BRIEF
The answer must be a single number: the count of lines in the records below that contain the word "stake".

Stored data entries:
***

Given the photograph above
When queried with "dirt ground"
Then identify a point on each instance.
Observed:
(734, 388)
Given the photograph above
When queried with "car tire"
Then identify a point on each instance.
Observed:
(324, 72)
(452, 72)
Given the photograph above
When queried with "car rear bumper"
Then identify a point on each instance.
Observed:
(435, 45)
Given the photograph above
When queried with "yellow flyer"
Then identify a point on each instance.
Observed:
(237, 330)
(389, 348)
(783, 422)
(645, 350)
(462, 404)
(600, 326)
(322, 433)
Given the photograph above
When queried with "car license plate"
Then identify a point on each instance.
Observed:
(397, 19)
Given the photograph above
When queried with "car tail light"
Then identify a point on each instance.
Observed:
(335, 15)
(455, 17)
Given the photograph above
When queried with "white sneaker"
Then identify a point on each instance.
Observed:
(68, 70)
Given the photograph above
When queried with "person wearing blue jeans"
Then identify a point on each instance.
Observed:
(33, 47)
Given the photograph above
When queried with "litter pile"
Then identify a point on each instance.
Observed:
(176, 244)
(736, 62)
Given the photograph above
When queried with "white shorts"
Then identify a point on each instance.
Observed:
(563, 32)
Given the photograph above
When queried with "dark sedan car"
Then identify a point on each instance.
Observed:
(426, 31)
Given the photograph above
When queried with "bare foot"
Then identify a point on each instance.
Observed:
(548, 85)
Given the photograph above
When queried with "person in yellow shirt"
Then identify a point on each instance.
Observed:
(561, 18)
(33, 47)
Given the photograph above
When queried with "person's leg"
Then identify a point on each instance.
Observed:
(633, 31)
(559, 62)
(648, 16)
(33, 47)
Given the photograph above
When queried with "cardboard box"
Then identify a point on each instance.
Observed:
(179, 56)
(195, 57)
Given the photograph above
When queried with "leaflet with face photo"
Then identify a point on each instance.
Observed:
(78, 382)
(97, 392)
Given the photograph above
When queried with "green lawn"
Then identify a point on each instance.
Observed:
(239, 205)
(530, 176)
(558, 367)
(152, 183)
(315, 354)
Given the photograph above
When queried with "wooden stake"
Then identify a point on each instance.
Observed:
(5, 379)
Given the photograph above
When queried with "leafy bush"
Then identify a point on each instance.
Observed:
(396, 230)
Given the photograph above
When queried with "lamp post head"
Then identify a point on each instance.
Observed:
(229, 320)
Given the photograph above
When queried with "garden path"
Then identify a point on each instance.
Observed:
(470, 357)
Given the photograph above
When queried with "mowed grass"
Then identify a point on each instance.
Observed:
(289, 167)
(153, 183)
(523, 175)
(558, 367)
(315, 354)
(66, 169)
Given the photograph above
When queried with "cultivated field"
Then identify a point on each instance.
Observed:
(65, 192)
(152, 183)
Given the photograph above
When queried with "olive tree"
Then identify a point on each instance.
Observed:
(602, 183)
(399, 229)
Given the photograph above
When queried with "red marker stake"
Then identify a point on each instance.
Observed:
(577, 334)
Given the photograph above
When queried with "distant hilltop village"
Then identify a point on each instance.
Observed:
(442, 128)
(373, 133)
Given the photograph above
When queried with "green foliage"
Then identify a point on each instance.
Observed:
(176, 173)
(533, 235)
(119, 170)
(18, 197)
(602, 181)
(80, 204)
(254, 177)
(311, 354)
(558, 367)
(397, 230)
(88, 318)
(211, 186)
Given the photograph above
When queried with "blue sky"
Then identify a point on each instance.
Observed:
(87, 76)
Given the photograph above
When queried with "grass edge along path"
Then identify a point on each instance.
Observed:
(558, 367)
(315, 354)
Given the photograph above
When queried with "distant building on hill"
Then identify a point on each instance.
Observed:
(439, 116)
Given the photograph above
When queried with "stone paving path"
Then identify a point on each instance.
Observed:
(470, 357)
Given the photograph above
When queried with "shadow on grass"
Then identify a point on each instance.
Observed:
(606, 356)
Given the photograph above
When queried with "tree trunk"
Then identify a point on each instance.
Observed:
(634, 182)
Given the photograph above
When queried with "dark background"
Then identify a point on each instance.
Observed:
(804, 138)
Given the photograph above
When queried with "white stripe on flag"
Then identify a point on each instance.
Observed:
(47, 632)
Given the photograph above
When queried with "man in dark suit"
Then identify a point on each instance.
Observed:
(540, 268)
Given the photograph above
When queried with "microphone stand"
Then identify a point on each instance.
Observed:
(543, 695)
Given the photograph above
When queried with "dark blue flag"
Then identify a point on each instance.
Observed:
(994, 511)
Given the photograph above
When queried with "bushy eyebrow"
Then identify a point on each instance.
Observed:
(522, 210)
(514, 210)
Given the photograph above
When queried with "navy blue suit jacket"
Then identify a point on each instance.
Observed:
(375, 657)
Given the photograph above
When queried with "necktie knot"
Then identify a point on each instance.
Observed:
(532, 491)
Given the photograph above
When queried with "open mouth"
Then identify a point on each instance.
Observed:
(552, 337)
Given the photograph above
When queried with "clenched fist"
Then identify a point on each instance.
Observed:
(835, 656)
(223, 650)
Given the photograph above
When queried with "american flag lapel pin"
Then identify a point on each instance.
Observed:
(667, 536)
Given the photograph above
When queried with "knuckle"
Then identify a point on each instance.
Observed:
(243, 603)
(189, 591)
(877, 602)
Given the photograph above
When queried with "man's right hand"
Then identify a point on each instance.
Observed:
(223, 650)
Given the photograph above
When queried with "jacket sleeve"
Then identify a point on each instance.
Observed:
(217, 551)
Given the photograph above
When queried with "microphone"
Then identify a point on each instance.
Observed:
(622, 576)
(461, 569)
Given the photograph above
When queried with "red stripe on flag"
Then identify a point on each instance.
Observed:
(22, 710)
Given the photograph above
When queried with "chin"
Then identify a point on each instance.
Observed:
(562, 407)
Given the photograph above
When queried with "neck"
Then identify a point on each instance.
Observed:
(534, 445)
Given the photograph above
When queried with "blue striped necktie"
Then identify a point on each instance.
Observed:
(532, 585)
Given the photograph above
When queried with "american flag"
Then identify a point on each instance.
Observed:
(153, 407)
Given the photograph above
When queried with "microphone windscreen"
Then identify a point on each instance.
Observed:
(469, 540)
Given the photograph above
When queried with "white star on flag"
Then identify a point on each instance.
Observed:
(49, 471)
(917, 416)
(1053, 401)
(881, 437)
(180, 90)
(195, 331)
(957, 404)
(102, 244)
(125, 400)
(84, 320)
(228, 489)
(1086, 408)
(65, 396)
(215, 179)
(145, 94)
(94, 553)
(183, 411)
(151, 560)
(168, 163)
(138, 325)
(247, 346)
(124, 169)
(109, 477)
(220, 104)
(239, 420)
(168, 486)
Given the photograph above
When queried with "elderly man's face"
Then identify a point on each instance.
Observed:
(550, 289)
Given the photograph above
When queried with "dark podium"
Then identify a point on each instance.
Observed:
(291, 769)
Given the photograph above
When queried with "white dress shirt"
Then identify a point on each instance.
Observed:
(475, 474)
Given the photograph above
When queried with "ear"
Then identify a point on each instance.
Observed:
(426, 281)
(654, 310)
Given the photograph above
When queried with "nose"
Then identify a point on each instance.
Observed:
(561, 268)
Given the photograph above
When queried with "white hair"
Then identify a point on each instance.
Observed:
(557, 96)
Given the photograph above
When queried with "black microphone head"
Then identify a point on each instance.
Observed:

***

REPLY
2